[START SOURCE PASSAGE]

It’s interesting to observe in oneself how repetition can result in internalizing new concepts. It is less about rote memorization but more about becoming aware of nuance and letting our minds “see” things from different angles, integrating it with existing world models either through augmentation, replacement, or adjustment. Similar for practicing activities that require some form of motor ability.
Some concepts are internalized less explicitly, like when we “learn” through role-modeling behaviors or feedback loops through interaction with people, objects, and ideas (like how to fit into a society).
Sometimes one gets stuck, and a different explanation, previously completely incomprehensible, gets one "unstuck" enough to make all the other explanations start making more sense.
Sometimes you realize midway through that there's some other concept you don't fully understand (e.g. you can't fully understand why an attention layer looks like it does without understanding matmul or tensor ops). Getting some explanations of these other concepts can also get one unstuck.
I imagine this as every explanation containing little "nuggets" of knowledge at various "skill levels", but you can only grasp at those that are slightly beyond yours at the moment. Too high and nothing makes sense, too low and it's obvious.

[END SOURCE PASSAGE]

Write out the passage on learning above word for word, from "Sometimes you realize" up to and including "get one unstuck.".

[START EXTRACTED MATERIAL]

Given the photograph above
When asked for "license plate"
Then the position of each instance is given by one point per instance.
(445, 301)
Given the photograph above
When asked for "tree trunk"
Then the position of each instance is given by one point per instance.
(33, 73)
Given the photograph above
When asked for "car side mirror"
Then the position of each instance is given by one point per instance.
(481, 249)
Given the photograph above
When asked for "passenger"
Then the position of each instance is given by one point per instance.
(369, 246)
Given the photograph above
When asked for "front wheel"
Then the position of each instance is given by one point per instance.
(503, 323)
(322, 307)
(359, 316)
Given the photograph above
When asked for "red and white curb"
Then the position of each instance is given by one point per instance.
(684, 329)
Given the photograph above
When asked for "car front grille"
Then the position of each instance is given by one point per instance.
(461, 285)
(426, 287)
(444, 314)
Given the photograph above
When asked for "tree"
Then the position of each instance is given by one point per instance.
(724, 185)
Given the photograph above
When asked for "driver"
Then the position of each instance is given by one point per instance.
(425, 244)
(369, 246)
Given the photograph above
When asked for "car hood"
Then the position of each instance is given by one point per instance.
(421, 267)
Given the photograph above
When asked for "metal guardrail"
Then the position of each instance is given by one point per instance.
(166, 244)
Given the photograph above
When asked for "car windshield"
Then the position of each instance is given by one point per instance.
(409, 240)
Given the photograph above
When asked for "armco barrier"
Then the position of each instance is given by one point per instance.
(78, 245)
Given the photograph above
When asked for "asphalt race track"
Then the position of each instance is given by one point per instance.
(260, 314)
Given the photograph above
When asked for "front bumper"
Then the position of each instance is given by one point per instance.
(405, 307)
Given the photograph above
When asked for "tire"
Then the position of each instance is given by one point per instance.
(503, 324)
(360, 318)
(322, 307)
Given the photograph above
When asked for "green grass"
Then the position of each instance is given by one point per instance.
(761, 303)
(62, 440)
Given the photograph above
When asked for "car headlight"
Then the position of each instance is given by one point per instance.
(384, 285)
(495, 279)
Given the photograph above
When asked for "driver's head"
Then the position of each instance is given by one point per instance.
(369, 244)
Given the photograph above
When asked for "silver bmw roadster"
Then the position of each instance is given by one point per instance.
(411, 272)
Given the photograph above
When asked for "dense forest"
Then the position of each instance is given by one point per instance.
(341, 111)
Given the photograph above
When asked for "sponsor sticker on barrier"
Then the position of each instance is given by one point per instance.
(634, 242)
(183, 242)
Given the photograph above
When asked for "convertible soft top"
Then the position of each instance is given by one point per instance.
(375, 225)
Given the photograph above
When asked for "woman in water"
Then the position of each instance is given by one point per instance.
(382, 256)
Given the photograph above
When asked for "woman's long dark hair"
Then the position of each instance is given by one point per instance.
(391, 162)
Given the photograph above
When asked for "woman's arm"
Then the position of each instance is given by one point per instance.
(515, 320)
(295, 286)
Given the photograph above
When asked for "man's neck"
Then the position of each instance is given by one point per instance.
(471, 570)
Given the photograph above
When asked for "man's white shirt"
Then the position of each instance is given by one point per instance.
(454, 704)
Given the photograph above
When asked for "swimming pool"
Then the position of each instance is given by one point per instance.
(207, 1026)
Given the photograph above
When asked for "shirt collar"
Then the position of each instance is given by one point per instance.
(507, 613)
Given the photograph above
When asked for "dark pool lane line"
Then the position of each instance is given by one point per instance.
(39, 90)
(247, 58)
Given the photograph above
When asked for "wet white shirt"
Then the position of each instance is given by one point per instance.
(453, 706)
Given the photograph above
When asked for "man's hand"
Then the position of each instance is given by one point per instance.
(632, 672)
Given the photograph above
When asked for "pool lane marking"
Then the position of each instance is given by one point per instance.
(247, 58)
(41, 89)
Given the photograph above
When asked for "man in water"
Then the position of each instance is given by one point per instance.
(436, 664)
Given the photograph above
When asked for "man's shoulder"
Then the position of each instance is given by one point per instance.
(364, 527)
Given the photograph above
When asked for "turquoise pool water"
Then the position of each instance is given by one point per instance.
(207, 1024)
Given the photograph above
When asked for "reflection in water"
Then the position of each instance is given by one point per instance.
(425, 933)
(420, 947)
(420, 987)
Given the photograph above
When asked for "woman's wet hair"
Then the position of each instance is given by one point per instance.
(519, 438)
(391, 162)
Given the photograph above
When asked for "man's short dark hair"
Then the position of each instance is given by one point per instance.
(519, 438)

[END EXTRACTED MATERIAL]

- TASK SOLUTION -
Sometimes you realize midway through that there's some other concept you don't fully understand (e.g. you can't fully understand why an attention layer looks like it does without understanding matmul or tensor ops). Getting some explanations of these other concepts can also get one unstuck.